Aufgabe:
Gib aus dem Quellenauszug unten alles von „Von Holger Heimann“ bis hinunter zu „Gintalaitė u.imago/Westend61 )“ wortgetreu wieder.

Quellenauszug:
--*--
Freitag, 29. März 2024

Archiv

Schriftstellerin Undinė Radzevičiūtė
"Politik interessiert mich nicht"

Die Schriftstellerin Undinė Radzevičiūtė brennt mehr für China und Kreuzritter als für die Gegenwartsthemen Litauens. Ihr Roman "Fische und Drachen" ist eines der Bücher aus dem diesjährigen Gastland, die nach der Leipziger Buchmesse übersetzt wurden. Treffen mit einer bewusst unzeitgemäßen Autorin.

Von Holger Heimann | 08.09.2017
    Die Schriftstellerin Undiné Radzevičiūtė und das moderne Vilnius
    Drinnen und zugleich draußen: Die Schriftstellerin Undiné Radzevičiūtė wohnt zwar in Vilnius, aber in ihrer Literatur verfolgt sie andere Themen als die typischen Gegenwartsfragen Litauens (Residenz Verlag/Agnė Gintalaitė u.imago/Westend61 )
--*--
Gelieferte Zeilen:

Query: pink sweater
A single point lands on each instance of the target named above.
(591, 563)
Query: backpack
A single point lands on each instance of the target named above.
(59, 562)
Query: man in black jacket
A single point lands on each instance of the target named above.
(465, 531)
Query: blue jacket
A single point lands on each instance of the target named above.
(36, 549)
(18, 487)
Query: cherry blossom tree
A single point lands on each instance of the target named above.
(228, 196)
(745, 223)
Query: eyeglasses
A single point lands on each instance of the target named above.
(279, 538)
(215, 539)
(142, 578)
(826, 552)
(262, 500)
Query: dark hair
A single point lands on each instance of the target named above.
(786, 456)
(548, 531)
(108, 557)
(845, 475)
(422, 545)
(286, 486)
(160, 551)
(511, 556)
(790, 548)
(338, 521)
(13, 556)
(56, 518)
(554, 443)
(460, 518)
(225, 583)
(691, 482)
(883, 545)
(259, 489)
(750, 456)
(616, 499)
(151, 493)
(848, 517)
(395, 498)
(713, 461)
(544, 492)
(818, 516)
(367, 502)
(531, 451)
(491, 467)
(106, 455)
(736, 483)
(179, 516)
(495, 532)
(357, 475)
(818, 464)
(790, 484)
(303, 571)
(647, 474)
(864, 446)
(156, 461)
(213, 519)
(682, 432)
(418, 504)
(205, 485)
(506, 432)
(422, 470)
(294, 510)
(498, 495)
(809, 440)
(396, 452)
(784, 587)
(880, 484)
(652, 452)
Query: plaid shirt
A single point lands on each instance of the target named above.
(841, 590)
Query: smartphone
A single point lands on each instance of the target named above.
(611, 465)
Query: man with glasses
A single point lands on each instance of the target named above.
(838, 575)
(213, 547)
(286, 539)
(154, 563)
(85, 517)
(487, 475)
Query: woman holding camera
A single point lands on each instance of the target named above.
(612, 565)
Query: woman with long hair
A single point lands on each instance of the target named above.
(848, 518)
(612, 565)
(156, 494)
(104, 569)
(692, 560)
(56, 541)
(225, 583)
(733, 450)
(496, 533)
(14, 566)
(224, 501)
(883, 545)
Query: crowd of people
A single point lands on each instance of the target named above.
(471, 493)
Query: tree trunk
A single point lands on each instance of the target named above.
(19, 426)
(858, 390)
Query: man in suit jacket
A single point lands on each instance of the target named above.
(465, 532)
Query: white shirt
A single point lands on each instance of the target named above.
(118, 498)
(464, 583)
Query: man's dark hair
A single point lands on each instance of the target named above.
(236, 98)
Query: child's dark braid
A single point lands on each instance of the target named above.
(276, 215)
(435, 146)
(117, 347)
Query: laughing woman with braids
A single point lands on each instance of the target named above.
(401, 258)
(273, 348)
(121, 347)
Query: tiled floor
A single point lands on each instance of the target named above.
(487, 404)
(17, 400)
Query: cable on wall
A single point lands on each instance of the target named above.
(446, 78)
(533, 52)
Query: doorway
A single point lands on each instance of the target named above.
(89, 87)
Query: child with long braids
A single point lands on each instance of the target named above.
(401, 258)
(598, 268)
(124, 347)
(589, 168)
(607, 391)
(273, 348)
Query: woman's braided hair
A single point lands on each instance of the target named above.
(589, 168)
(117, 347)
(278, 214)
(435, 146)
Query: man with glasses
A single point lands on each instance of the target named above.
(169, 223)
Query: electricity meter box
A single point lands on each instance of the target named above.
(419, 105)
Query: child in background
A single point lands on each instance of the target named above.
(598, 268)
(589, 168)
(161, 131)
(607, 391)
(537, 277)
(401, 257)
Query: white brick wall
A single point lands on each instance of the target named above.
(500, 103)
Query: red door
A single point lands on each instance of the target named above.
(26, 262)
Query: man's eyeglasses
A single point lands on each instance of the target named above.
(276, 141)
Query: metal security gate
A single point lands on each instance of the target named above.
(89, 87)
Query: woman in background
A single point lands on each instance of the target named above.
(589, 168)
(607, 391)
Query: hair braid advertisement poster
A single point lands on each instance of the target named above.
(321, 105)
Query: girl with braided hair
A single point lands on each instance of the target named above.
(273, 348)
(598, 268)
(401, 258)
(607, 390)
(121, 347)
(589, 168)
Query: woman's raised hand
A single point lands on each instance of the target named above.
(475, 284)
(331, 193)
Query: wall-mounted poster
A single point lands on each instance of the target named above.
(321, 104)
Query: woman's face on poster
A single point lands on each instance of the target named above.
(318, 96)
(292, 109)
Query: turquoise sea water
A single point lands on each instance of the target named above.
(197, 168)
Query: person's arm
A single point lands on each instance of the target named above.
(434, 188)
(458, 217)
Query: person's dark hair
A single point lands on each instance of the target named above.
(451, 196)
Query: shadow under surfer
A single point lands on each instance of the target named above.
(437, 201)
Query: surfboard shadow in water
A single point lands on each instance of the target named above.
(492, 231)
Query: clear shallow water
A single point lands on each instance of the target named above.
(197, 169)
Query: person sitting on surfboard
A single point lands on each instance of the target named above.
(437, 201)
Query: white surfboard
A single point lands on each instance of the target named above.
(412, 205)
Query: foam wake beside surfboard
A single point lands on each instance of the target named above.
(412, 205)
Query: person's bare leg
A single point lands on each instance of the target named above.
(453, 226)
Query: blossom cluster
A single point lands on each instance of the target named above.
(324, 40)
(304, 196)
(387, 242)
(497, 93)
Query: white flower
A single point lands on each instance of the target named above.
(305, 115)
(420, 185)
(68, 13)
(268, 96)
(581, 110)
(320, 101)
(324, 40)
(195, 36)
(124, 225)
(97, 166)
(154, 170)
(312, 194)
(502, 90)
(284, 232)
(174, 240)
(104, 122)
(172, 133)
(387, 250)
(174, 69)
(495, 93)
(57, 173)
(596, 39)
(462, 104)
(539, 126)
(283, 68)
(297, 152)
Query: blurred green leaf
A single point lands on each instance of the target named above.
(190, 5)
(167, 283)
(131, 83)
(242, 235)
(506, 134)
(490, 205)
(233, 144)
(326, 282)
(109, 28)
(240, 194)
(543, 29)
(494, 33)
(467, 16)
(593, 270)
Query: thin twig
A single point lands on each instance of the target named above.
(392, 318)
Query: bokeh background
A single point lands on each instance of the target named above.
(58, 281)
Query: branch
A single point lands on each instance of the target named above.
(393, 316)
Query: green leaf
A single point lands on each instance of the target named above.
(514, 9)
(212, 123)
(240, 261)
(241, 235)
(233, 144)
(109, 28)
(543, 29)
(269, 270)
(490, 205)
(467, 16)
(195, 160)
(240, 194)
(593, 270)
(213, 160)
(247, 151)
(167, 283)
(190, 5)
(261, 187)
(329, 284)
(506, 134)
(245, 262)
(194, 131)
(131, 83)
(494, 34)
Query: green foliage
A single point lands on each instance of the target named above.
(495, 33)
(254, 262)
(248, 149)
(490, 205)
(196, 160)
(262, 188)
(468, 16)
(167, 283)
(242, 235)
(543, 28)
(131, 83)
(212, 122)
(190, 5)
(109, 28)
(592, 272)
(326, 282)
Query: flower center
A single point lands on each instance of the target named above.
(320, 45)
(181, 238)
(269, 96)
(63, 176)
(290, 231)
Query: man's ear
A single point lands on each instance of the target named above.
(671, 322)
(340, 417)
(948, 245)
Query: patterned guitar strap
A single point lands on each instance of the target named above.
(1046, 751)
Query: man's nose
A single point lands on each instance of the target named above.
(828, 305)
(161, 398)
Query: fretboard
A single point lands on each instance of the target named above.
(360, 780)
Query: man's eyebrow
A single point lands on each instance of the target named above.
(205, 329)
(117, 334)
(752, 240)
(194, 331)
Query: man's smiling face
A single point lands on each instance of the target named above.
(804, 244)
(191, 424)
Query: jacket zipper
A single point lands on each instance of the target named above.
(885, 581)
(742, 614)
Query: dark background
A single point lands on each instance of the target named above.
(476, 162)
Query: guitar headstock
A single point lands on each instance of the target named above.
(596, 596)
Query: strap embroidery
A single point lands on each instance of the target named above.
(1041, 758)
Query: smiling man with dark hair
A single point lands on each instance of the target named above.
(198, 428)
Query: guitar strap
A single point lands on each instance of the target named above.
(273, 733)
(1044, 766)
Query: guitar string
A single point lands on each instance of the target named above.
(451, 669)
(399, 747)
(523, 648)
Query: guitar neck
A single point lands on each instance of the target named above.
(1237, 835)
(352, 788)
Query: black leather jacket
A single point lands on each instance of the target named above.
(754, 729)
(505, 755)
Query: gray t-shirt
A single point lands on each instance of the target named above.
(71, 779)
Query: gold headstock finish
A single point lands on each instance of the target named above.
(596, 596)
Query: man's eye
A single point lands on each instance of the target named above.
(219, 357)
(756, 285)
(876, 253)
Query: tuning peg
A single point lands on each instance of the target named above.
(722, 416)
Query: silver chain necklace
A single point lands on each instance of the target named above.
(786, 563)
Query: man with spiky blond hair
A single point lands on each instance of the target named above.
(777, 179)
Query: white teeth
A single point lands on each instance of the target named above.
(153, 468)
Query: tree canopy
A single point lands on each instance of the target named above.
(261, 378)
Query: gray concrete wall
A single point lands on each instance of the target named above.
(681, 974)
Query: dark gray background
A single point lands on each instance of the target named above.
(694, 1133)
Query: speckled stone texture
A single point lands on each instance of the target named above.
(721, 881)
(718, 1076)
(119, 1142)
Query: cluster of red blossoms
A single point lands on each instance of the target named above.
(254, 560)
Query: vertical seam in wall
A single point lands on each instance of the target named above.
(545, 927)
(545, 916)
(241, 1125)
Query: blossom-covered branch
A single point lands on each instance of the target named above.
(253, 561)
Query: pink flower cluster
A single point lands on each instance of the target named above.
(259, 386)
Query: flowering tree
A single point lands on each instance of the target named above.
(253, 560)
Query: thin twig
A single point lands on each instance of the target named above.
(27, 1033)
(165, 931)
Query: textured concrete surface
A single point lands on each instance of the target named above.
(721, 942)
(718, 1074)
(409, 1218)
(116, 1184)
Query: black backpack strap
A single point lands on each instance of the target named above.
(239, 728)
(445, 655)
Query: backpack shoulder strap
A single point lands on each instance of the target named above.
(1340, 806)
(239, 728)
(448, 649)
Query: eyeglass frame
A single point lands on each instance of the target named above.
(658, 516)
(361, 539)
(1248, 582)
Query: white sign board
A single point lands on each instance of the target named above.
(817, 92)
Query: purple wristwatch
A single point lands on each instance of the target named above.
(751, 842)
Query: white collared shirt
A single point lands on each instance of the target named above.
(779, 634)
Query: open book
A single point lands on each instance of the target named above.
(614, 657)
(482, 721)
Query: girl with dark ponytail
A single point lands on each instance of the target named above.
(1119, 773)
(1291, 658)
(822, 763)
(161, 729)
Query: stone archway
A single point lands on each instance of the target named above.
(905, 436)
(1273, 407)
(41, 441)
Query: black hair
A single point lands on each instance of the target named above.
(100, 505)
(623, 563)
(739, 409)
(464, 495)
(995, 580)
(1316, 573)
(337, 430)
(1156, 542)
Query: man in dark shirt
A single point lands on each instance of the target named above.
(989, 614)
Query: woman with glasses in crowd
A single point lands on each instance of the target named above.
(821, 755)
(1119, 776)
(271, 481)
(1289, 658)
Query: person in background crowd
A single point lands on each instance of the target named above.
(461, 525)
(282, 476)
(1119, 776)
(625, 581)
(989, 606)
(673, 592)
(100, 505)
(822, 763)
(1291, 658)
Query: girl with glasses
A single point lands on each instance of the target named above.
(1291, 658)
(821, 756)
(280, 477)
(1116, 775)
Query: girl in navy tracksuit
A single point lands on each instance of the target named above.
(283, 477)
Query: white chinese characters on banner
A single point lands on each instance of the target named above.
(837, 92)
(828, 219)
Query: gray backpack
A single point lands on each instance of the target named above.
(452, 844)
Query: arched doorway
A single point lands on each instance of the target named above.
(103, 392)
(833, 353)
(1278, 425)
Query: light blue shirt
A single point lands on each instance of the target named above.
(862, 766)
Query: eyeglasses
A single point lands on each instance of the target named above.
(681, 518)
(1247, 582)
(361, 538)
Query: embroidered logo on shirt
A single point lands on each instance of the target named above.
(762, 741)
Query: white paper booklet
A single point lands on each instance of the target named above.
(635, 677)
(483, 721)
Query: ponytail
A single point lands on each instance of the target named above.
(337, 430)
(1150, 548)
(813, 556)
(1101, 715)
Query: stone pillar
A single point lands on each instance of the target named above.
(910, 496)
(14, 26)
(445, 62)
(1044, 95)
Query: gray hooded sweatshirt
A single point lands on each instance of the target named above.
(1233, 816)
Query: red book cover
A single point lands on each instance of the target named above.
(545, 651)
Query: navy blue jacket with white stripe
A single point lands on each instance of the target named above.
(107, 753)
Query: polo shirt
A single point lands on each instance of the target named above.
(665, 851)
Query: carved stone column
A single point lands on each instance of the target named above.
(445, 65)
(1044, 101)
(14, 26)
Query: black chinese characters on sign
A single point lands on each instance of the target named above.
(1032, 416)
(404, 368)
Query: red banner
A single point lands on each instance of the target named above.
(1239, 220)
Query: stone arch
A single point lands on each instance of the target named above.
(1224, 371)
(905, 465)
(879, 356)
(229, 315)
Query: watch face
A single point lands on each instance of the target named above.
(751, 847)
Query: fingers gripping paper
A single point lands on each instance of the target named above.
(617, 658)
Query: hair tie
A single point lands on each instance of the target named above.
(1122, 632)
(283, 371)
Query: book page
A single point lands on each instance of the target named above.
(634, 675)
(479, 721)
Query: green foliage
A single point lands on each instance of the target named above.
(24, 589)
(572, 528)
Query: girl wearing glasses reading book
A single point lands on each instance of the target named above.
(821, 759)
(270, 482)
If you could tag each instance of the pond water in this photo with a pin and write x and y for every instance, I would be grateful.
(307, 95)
--*--
Ergebnis:
Von Holger Heimann | 08.09.2017
    Die Schriftstellerin Undiné Radzevičiūtė und das moderne Vilnius
    Drinnen und zugleich draußen: Die Schriftstellerin Undiné Radzevičiūtė wohnt zwar in Vilnius, aber in ihrer Literatur verfolgt sie andere Themen als die typischen Gegenwartsfragen Litauens (Residenz Verlag/Agnė Gintalaitė u.imago/Westend61 )